Rewrite the listing from the line containing "Target = toy atv wheel" through the line containing "x=614 y=396", swapping every "Wanted" for "Needed" and changing nothing else.

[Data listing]
--- Begin ---

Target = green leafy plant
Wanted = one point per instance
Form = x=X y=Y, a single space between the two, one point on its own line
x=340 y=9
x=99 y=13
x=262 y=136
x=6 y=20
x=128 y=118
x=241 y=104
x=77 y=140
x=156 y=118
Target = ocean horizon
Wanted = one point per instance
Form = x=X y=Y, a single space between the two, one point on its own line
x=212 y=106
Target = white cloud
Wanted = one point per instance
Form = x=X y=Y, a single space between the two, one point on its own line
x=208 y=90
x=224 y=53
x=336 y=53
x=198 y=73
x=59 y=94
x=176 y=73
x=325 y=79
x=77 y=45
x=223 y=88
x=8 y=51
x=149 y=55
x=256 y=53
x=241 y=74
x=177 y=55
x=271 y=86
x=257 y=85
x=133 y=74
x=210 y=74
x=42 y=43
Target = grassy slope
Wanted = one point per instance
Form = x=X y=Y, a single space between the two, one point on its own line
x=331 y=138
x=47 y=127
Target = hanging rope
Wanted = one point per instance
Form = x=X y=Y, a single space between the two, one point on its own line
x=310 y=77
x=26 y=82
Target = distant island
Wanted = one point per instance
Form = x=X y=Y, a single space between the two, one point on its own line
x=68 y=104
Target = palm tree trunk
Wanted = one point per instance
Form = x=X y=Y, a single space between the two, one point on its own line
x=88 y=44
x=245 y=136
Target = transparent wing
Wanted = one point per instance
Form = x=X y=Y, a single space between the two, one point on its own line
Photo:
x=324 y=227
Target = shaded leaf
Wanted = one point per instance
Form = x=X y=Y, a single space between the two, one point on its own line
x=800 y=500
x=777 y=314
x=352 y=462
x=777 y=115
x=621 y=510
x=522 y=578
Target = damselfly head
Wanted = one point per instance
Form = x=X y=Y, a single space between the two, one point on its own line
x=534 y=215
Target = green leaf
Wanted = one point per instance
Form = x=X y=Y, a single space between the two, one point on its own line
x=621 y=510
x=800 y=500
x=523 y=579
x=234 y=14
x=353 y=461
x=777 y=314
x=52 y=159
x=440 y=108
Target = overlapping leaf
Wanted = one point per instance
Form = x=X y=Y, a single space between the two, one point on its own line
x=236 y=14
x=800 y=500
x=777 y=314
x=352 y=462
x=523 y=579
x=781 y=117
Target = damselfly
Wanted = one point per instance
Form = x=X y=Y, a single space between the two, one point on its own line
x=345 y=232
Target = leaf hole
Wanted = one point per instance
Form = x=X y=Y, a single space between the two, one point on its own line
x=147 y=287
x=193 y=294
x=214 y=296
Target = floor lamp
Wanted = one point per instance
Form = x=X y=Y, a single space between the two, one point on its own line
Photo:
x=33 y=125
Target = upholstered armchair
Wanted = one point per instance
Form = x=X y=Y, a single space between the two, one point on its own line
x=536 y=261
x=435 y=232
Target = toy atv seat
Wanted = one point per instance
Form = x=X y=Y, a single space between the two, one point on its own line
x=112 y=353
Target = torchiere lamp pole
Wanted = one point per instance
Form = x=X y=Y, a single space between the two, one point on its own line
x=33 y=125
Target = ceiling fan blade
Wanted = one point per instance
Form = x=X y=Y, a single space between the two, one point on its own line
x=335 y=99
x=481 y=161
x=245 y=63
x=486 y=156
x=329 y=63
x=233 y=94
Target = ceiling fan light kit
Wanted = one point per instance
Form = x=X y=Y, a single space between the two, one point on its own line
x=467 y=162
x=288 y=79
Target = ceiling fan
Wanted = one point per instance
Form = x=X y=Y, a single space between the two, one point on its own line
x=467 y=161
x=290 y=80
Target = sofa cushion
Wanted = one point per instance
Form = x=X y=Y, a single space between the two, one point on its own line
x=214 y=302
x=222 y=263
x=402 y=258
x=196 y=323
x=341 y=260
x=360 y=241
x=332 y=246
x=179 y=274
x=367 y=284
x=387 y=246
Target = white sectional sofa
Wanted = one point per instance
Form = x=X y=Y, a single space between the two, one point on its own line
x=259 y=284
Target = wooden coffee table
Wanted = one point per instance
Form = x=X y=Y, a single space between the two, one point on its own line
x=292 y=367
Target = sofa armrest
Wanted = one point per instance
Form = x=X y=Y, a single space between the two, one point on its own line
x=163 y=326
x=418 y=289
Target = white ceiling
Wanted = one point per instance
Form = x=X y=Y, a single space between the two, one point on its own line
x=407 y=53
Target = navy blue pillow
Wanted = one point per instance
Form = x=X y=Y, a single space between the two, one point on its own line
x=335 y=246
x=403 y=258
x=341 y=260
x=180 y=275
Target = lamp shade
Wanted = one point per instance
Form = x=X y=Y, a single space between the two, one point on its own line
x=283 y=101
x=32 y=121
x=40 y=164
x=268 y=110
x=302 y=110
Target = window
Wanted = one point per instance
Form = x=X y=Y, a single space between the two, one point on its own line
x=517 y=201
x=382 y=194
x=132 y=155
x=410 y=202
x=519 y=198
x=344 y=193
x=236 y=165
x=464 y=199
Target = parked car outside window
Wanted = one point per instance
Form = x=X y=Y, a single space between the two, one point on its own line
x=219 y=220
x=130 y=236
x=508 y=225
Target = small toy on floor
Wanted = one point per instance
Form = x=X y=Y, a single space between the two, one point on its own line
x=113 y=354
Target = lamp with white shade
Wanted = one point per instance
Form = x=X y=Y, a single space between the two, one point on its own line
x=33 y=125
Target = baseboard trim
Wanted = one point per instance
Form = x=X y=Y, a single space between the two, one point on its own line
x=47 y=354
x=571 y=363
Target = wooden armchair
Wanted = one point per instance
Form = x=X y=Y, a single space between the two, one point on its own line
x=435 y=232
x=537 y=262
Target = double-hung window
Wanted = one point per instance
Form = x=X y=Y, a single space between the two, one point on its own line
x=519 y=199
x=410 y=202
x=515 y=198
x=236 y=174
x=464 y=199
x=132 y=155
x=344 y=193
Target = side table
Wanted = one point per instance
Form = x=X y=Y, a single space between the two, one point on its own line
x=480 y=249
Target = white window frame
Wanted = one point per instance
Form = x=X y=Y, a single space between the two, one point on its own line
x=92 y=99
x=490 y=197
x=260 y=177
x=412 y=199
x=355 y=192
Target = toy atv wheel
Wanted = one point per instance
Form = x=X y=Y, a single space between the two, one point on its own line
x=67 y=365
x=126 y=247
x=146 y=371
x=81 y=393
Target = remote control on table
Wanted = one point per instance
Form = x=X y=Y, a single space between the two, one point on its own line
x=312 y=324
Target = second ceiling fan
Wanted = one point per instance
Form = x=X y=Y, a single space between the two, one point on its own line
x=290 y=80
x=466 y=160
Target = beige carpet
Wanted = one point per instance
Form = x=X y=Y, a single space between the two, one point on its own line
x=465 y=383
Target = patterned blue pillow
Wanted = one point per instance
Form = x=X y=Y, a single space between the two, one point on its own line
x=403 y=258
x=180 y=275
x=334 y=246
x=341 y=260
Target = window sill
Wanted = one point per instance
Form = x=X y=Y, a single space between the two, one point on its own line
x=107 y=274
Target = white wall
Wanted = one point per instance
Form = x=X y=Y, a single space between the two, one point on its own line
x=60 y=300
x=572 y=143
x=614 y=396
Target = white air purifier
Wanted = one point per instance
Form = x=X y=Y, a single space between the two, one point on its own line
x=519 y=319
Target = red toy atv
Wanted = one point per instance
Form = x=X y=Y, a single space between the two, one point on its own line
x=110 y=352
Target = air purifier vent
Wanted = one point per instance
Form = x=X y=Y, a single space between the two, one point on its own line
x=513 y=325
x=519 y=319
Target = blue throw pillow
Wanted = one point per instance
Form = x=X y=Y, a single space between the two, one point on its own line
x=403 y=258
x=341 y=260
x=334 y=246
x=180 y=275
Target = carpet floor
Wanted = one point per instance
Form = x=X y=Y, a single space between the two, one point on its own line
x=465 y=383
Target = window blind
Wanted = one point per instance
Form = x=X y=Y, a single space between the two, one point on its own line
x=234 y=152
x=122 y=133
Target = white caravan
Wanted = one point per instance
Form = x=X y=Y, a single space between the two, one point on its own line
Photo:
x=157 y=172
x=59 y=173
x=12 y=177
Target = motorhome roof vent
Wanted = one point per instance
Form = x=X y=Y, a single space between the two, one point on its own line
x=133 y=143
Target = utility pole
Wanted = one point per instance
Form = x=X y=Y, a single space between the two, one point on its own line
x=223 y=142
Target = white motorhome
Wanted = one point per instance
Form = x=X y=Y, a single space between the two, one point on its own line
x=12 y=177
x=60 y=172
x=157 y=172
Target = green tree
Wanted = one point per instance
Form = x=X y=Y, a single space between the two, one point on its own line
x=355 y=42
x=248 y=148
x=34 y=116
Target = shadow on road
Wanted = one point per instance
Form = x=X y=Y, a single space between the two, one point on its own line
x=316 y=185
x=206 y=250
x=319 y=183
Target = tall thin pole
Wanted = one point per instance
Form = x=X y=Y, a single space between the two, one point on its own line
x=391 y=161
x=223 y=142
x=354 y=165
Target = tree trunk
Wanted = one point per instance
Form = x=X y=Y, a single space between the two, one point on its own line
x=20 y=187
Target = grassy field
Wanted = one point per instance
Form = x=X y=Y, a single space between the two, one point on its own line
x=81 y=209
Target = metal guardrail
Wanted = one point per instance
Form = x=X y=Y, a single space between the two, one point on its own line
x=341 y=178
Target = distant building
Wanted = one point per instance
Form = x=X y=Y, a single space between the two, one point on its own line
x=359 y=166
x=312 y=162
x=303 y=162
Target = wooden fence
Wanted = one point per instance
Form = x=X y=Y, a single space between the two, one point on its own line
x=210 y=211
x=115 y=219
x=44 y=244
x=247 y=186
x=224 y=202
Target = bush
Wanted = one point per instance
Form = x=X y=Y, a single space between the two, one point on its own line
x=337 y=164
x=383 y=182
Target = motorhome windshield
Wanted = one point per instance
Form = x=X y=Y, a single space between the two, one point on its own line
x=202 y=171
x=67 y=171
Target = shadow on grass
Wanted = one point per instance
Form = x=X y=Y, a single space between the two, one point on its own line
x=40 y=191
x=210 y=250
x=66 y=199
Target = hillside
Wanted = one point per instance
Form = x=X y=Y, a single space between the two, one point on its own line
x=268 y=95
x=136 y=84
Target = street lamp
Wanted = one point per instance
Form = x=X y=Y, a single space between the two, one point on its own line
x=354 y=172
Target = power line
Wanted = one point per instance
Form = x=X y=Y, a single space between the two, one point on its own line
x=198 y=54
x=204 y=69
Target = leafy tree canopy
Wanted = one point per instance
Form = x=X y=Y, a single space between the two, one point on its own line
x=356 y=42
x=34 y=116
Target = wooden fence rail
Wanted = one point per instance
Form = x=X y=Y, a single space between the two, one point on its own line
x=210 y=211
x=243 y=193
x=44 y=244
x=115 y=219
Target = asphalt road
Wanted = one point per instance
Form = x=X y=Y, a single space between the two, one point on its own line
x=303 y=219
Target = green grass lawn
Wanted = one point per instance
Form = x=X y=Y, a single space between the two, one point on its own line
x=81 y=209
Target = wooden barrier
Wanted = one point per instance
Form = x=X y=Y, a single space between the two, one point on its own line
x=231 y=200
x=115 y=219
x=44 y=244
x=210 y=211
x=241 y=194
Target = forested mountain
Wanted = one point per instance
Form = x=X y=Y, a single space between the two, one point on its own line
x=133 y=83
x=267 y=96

--- End ---

Output below:
Target = toy atv wheel
Needed = one point per instance
Form = x=X y=Y, a single space between the two, one point on its own line
x=67 y=365
x=126 y=247
x=146 y=371
x=81 y=393
Target = remote control on table
Needed = one point per instance
Form = x=X y=Y, a single space between the two, one point on its own line
x=312 y=324
Target = second ceiling fan
Needed = one point per instance
Form = x=X y=Y, a single space between the two, one point on its own line
x=290 y=80
x=466 y=160
Target = beige carpet
Needed = one point per instance
Form = x=X y=Y, a single space between the two, one point on its own line
x=465 y=383
Target = patterned blue pillow
Needed = one point per instance
Form = x=X y=Y, a single space between the two, one point on its own line
x=403 y=258
x=180 y=275
x=334 y=246
x=341 y=260
Target = window sill
Needed = one point per instance
Form = x=X y=Y, a single space between the two, one point on its own line
x=107 y=274
Target = white wall
Needed = one point per instance
Form = x=X y=Y, a single space between the two, one point on its own line
x=60 y=300
x=572 y=143
x=614 y=396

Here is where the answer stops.